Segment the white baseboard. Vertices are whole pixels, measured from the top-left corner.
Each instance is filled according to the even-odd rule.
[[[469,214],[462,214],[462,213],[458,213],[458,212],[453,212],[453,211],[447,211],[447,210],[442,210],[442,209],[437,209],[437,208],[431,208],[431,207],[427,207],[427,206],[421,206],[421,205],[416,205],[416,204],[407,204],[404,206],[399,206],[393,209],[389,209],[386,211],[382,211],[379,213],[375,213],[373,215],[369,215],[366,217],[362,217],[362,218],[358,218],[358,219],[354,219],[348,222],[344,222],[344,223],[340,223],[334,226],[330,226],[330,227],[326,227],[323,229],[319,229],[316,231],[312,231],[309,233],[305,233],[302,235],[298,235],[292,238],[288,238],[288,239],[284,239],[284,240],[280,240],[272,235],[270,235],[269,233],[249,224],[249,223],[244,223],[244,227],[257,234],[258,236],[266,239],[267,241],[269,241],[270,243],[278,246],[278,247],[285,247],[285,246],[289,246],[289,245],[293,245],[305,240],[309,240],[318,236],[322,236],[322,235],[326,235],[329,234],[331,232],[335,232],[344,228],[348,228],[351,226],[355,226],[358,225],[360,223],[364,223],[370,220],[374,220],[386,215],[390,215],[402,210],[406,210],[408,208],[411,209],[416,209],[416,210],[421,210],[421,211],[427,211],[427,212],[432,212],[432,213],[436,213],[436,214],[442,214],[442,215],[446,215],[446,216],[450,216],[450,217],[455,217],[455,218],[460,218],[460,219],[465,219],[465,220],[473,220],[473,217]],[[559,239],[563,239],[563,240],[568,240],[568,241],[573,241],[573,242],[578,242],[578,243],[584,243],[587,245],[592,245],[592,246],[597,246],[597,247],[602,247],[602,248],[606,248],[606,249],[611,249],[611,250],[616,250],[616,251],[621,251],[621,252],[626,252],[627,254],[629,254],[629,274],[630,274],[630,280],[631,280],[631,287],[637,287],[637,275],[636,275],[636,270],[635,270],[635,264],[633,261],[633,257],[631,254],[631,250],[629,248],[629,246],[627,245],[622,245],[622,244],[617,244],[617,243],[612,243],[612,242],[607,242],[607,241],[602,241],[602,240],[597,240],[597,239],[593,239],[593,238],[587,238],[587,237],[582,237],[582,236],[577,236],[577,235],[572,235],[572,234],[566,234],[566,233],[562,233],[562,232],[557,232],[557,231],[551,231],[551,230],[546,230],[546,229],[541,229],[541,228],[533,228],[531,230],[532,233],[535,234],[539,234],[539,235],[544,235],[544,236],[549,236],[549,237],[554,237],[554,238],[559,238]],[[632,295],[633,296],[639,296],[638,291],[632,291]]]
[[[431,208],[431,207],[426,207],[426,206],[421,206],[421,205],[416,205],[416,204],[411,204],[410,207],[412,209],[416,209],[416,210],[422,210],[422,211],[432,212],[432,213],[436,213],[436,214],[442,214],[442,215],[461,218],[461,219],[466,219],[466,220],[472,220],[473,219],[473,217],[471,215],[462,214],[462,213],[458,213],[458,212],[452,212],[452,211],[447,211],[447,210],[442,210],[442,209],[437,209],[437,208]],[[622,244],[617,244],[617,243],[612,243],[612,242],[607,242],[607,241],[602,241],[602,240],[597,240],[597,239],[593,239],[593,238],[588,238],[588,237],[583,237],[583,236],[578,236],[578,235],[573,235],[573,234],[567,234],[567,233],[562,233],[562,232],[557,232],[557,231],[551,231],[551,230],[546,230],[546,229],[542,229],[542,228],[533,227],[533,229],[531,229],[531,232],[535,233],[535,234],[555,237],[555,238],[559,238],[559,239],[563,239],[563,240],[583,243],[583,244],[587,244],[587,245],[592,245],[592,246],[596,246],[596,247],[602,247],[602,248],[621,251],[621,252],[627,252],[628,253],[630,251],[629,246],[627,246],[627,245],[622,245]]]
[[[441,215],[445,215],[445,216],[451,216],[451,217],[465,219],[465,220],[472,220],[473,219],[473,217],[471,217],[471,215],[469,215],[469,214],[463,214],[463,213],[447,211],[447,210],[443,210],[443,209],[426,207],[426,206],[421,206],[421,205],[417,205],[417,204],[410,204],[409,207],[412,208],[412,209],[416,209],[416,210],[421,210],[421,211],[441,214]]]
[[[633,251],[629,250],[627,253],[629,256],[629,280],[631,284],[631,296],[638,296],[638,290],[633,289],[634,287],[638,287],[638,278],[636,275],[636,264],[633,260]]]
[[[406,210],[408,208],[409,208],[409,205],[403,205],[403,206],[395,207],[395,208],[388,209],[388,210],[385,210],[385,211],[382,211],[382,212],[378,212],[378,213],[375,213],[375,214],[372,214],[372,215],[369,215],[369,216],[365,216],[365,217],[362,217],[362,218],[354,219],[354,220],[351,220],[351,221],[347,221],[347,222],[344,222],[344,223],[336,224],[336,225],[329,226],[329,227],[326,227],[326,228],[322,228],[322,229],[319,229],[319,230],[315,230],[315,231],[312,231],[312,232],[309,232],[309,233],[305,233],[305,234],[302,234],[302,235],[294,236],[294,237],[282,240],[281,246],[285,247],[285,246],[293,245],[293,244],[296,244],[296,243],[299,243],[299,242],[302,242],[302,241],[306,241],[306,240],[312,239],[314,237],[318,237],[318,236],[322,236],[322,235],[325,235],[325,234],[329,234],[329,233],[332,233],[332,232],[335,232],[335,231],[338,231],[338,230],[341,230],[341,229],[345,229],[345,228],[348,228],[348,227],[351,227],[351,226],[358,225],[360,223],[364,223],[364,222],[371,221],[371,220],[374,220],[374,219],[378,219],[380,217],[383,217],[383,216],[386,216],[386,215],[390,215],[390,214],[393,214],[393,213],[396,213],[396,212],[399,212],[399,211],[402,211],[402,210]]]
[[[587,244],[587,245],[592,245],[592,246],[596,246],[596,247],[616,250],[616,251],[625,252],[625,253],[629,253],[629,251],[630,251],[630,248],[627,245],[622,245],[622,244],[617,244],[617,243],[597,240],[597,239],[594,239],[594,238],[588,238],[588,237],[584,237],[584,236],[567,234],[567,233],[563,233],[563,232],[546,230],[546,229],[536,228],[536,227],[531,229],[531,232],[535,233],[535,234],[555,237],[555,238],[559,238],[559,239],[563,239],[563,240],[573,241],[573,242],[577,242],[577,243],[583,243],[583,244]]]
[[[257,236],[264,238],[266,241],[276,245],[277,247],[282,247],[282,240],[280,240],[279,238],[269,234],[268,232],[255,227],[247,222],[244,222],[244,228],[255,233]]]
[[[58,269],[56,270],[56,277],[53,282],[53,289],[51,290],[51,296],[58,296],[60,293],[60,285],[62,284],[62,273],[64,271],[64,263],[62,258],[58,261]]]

EXERCISE:
Retype all of the records above, word for word.

SOLUTION FOR THIS PROBLEM:
Segment the white baseboard. Vertices are whole pixels, measured from the top-left corner.
Each instance is filled according to the even-odd rule.
[[[469,214],[462,214],[462,213],[458,213],[458,212],[453,212],[453,211],[447,211],[447,210],[442,210],[442,209],[437,209],[437,208],[431,208],[431,207],[427,207],[427,206],[421,206],[421,205],[416,205],[416,204],[407,204],[404,206],[399,206],[393,209],[389,209],[386,211],[382,211],[379,213],[375,213],[373,215],[369,215],[366,217],[362,217],[362,218],[358,218],[358,219],[354,219],[348,222],[344,222],[344,223],[340,223],[334,226],[330,226],[330,227],[326,227],[323,229],[319,229],[316,231],[312,231],[309,233],[305,233],[302,235],[298,235],[292,238],[288,238],[288,239],[284,239],[284,240],[280,240],[272,235],[270,235],[269,233],[249,224],[249,223],[244,223],[244,227],[257,234],[258,236],[266,239],[267,241],[269,241],[270,243],[278,246],[278,247],[285,247],[285,246],[289,246],[289,245],[293,245],[305,240],[309,240],[318,236],[322,236],[322,235],[326,235],[329,234],[331,232],[335,232],[344,228],[348,228],[351,226],[355,226],[358,225],[360,223],[364,223],[370,220],[374,220],[386,215],[390,215],[402,210],[406,210],[408,208],[411,209],[416,209],[416,210],[421,210],[421,211],[427,211],[427,212],[432,212],[432,213],[436,213],[436,214],[442,214],[442,215],[446,215],[446,216],[450,216],[450,217],[455,217],[455,218],[460,218],[460,219],[465,219],[465,220],[473,220],[473,217]],[[559,239],[563,239],[563,240],[568,240],[568,241],[573,241],[573,242],[578,242],[578,243],[584,243],[587,245],[592,245],[592,246],[597,246],[597,247],[602,247],[602,248],[606,248],[606,249],[611,249],[611,250],[616,250],[616,251],[621,251],[621,252],[626,252],[627,254],[629,254],[629,274],[630,274],[630,280],[631,280],[631,287],[637,287],[637,275],[636,275],[636,270],[635,270],[635,264],[633,261],[633,257],[631,254],[631,250],[629,248],[629,246],[627,245],[622,245],[622,244],[617,244],[617,243],[612,243],[612,242],[607,242],[607,241],[602,241],[602,240],[597,240],[597,239],[593,239],[593,238],[587,238],[587,237],[582,237],[582,236],[577,236],[577,235],[572,235],[572,234],[566,234],[566,233],[562,233],[562,232],[557,232],[557,231],[551,231],[551,230],[546,230],[546,229],[541,229],[541,228],[533,228],[531,230],[532,233],[535,234],[539,234],[539,235],[544,235],[544,236],[549,236],[549,237],[554,237],[554,238],[559,238]],[[632,295],[633,296],[639,296],[638,291],[632,291]]]
[[[431,208],[431,207],[426,207],[426,206],[421,206],[421,205],[416,205],[416,204],[411,204],[410,207],[412,209],[416,209],[416,210],[422,210],[422,211],[432,212],[432,213],[436,213],[436,214],[442,214],[442,215],[461,218],[461,219],[466,219],[466,220],[472,220],[473,219],[473,217],[471,215],[462,214],[462,213],[458,213],[458,212],[452,212],[452,211],[447,211],[447,210],[442,210],[442,209],[437,209],[437,208]],[[622,244],[617,244],[617,243],[612,243],[612,242],[607,242],[607,241],[602,241],[602,240],[597,240],[597,239],[593,239],[593,238],[588,238],[588,237],[583,237],[583,236],[578,236],[578,235],[573,235],[573,234],[567,234],[567,233],[562,233],[562,232],[557,232],[557,231],[551,231],[551,230],[546,230],[546,229],[542,229],[542,228],[533,227],[533,229],[531,229],[531,232],[535,233],[535,234],[555,237],[555,238],[559,238],[559,239],[563,239],[563,240],[583,243],[583,244],[587,244],[587,245],[592,245],[592,246],[596,246],[596,247],[602,247],[602,248],[621,251],[621,252],[627,252],[628,253],[630,251],[629,246],[627,246],[627,245],[622,245]]]
[[[441,215],[445,215],[445,216],[451,216],[451,217],[465,219],[465,220],[472,220],[473,219],[473,217],[471,217],[471,215],[469,215],[469,214],[463,214],[463,213],[447,211],[447,210],[443,210],[443,209],[426,207],[426,206],[421,206],[421,205],[417,205],[417,204],[410,204],[409,207],[412,208],[412,209],[416,209],[416,210],[421,210],[421,211],[441,214]]]
[[[633,251],[629,250],[627,253],[629,256],[629,280],[631,284],[631,296],[638,296],[638,290],[633,289],[634,287],[638,287],[638,278],[636,275],[636,264],[633,260]]]
[[[406,210],[408,208],[409,208],[409,205],[403,205],[403,206],[395,207],[395,208],[388,209],[388,210],[385,210],[385,211],[382,211],[382,212],[378,212],[378,213],[375,213],[375,214],[372,214],[372,215],[369,215],[369,216],[365,216],[365,217],[362,217],[362,218],[354,219],[354,220],[351,220],[351,221],[347,221],[347,222],[344,222],[344,223],[336,224],[336,225],[329,226],[329,227],[326,227],[326,228],[322,228],[322,229],[319,229],[319,230],[315,230],[315,231],[312,231],[312,232],[309,232],[309,233],[305,233],[305,234],[302,234],[302,235],[294,236],[294,237],[282,240],[281,246],[285,247],[285,246],[293,245],[293,244],[296,244],[296,243],[299,243],[299,242],[302,242],[302,241],[306,241],[306,240],[312,239],[314,237],[318,237],[318,236],[322,236],[322,235],[325,235],[325,234],[329,234],[329,233],[332,233],[332,232],[335,232],[335,231],[338,231],[338,230],[341,230],[341,229],[345,229],[345,228],[348,228],[348,227],[351,227],[351,226],[358,225],[360,223],[364,223],[364,222],[371,221],[371,220],[374,220],[374,219],[378,219],[380,217],[383,217],[383,216],[386,216],[386,215],[390,215],[390,214],[393,214],[393,213],[396,213],[396,212],[399,212],[399,211],[402,211],[402,210]]]
[[[587,244],[587,245],[592,245],[592,246],[596,246],[596,247],[616,250],[616,251],[625,252],[625,253],[629,253],[629,251],[630,251],[630,248],[627,245],[622,245],[622,244],[617,244],[617,243],[597,240],[597,239],[594,239],[594,238],[588,238],[588,237],[584,237],[584,236],[567,234],[567,233],[563,233],[563,232],[546,230],[546,229],[536,228],[536,227],[531,229],[531,232],[535,233],[535,234],[555,237],[555,238],[559,238],[559,239],[563,239],[563,240],[573,241],[573,242],[577,242],[577,243],[583,243],[583,244]]]
[[[257,236],[264,238],[266,241],[276,245],[277,247],[282,247],[282,240],[280,240],[279,238],[269,234],[268,232],[255,227],[247,222],[244,222],[244,228],[255,233]]]
[[[58,269],[56,270],[56,277],[53,282],[53,289],[51,290],[51,296],[58,296],[60,293],[60,285],[62,284],[62,273],[64,271],[64,263],[62,258],[58,261]]]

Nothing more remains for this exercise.